**TASK TO CARRY OUT**
Quote the whole listing word for word, please.

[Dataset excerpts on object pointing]
###

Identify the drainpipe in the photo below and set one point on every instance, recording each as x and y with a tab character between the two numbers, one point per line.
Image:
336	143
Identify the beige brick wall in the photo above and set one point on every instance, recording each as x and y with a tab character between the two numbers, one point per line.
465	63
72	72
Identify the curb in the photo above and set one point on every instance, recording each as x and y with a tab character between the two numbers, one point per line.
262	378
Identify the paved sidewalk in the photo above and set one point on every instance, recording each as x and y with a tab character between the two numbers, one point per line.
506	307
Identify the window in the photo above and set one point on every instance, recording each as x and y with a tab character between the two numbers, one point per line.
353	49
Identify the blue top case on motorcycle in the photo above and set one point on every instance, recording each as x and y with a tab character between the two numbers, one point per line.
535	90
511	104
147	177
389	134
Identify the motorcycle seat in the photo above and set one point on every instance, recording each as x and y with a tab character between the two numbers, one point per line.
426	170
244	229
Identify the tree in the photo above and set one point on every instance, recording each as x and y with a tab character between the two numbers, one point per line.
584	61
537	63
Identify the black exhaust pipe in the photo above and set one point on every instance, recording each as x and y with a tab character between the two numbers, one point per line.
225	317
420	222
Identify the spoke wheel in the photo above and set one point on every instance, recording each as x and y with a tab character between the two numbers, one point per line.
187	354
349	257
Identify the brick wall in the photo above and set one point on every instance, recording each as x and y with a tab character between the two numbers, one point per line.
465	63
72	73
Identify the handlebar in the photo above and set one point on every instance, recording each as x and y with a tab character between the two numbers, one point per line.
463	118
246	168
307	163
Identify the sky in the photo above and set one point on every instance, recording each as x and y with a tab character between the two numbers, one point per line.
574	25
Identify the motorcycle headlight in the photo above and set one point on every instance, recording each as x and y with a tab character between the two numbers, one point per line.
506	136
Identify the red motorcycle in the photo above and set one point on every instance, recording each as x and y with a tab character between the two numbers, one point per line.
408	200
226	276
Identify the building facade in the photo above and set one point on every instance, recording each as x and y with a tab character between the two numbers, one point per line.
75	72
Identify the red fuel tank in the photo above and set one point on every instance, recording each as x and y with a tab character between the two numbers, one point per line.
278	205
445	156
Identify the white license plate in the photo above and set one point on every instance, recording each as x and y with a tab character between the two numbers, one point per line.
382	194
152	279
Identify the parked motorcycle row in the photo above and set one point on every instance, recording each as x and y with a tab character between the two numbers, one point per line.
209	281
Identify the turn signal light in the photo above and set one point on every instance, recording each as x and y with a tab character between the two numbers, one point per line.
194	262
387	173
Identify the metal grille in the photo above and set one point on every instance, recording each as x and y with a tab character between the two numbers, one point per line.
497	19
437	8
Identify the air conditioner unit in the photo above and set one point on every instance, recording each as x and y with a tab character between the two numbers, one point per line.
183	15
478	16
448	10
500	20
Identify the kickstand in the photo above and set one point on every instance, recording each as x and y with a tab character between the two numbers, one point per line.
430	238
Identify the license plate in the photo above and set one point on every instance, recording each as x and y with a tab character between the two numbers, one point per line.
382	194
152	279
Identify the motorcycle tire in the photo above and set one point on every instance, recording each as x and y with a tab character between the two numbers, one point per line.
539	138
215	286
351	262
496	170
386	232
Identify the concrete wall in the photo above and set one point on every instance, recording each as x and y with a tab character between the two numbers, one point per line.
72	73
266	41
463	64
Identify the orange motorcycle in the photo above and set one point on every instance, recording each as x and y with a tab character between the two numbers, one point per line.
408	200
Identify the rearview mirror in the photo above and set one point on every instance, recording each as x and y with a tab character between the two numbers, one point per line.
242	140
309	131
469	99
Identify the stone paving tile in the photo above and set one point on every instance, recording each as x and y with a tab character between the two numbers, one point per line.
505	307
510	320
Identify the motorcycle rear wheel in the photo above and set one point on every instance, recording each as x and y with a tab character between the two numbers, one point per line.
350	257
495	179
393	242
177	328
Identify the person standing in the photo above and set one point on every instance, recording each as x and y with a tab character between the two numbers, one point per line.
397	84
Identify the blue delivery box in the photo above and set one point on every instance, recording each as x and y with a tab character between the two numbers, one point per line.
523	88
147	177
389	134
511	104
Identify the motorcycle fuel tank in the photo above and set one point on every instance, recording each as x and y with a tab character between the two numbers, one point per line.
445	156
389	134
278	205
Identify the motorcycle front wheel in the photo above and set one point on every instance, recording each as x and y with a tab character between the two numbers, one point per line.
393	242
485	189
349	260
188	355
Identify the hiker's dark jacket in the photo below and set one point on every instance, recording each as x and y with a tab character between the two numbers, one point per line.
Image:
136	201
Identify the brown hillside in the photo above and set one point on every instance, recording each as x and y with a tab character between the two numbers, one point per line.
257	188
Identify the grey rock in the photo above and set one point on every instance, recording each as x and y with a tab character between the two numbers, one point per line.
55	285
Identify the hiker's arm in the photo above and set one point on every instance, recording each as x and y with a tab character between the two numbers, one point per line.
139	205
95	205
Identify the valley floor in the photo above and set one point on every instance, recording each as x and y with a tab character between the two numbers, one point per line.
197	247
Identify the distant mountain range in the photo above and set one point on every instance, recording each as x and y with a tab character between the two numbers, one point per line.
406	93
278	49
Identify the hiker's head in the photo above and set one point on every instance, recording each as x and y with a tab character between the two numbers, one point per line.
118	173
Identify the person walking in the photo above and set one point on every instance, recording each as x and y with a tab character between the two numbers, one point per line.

###

**CORRECT OUTPUT**
Identify the drainpipe in the photo below and set one point on every instance, recording each as x and y with a tab character between the two numbers, one point per line.
Image:
336	143
Identify the beige brick wall in the photo above and set one point on every instance, recording each as x and y with a tab character between the two numbers, one point per line.
465	63
72	72
Identify the curb in the photo above and set one point on every instance, recording each as x and y with a tab character between the two numbers, one point per line.
262	378
Identify the paved sidewalk in the photo above and set one point on every instance, recording each as x and y with a tab character between the two numbers, one point per line.
506	307
Identify the window in the photo above and set one point on every instance, recording each as x and y with a tab character between the two numbers, one point per line.
353	49
Identify the blue top case on motorcycle in the photo above and set one point on every instance, recording each as x and y with a tab character between the two numbers, one point per line.
535	90
511	104
147	177
389	134
Identify the motorcycle seat in the photo above and set one point on every instance, recording each as x and y with a tab character between the two numbers, one point per line.
426	170
244	229
Identify the tree in the photo above and set one point on every instance, recording each as x and y with a tab character between the two numbers, one point per line.
584	61
537	63
Identify the black exhaust pipe in the photo above and set one point on every instance, recording each as x and y with a tab character between the two numbers, one point per line.
225	317
420	222
Identify the spoke wheel in the photo above and set one point on every instance, recording each as x and y with a tab character between the two numbers, one point per line.
187	354
349	257
Identify the brick wall in the photo above and set one point on every instance, recording each as x and y with a tab character between the two numbers, one point per line.
465	63
72	73
Identify the handlebar in the photo above and set one point on every instance, recording each as x and y with a tab character between the two numbers, one point per line.
463	118
246	168
307	163
Identify the sky in the photo above and set one point on every instance, recording each as x and y with a tab character between the two numbers, one point per line.
574	25
Identify the motorcycle headlight in the photo above and set one point on every instance, recording each as x and y with a tab character between the two numbers, one point per line.
506	136
Identify the red motorcycle in the photo above and set one point on every instance, recording each as x and y with a tab character between the two numbers, one point per line.
408	200
226	276
Identify the building facade in the photo above and set one point on every instance, recording each as x and y with a tab character between the two numbers, one point per line.
75	72
Identify the red fuel tank in the photo above and set one point on every instance, recording each as x and y with a tab character between the two numbers, one point per line.
278	205
445	156
Identify the white license plate in the photo above and set one point on every instance, recording each as x and y with a tab character between the two numbers, one point per line.
382	194
152	279
Identify the parked motorcycle row in the photo above and set one point on every instance, recording each as x and y with a tab character between the two numbers, one point per line.
209	281
Identify the turn signal light in the photo above and set one point on every instance, recording each as x and y with a tab character between the two numbers, one point per line.
194	262
387	173
Identify the metal grille in the photo above and set one point on every instance, recording each as x and y with a tab character between the two numbers, one point per line.
497	19
437	8
Identify the air conditioner unit in the photo above and set one point on every instance, recording each as x and y with a tab character between the two numbers, one point per line.
183	15
478	16
448	10
500	20
Identify the kickstand in the photo above and set one point on every instance, recording each as x and y with a tab character between the two numbers, one point per line.
430	238
Identify the license plate in the photo above and set one point on every instance, recording each as x and y with a tab character between the two numbers, one point per line.
382	194
152	279
Identify the motorcycle tire in the photo above and set one point on every instance, recording each as x and y with a tab character between the two numbers, one point per line.
539	138
215	286
351	262
496	170
386	232
Identify the concrete wall in the photo above and set one point on every instance, recording each as x and y with a tab character between the two numbers, one point per line.
72	73
266	41
463	64
Identify the orange motorcycle in the photo above and set one point on every instance, recording each as x and y with a tab character between the two numbers, one point per line.
408	200
Identify the rearview mirror in the photo above and set one point on every instance, recording each as x and y with a tab character between the two numbers, one point per line.
242	140
309	131
469	99
Identify the stone paving tile in the photo above and set one point on every instance, recording each as x and y with a tab character between the two numbers, one point per line.
505	307
510	320
Identify the motorcycle rear wheel in the photo above and set one point on every instance, recording each as x and y with a tab character between the two numbers, one point per line.
350	257
495	179
393	242
177	328
Identify the person standing in the photo above and set one point on every instance, recording each as x and y with a tab character between the two numbers, one point per line.
397	84
Identify the blue delivery box in the photo above and set one point on every instance, recording each as x and y with a tab character between the two numbers, one point per line.
523	88
147	177
389	134
511	104
Identify the motorcycle fuel tank in the photo above and set one point on every instance, recording each as x and y with a tab character between the two numbers, one point per line.
445	156
389	134
278	205
Identify the motorcycle front wheel in the photo above and set one point on every instance, recording each as x and y with a tab character between the two numbers, one point per line.
393	242
485	189
349	260
188	355
Identify the hiker's dark jacket in the photo below and set one point on every instance, recording each as x and y with a tab character between the two numbers, one point per line.
Image:
136	201
Identify the brown hillside in the photo above and set one point on every instance, recording each as x and y with a tab character between the two numbers, one point per line.
257	188
Identify the grey rock in the photo above and set one point on every instance, recording each as x and y with a tab character between the two numbers, one point per line.
55	285
Identify the hiker's arm in the photo above and set one point on every instance, recording each as x and y with a tab character between the two numbers, one point per line.
139	205
95	205
Identify the valley floor in the photo above and set one point on every instance, recording each as x and y with a tab character between the two numbers, one point per line.
197	247
Identify the distant mountain range in the photo above and set one point on every instance, recording each as x and y with a tab character between the two numbers, one point per line.
406	93
278	49
Identify the hiker's head in the photo above and set one point on every instance, recording each as x and y with a tab character between the two numbers, one point per line.
118	173
Identify the person walking in the photo above and set one point on every instance, recording each as x and y with a tab character between the two numbers, one point per line.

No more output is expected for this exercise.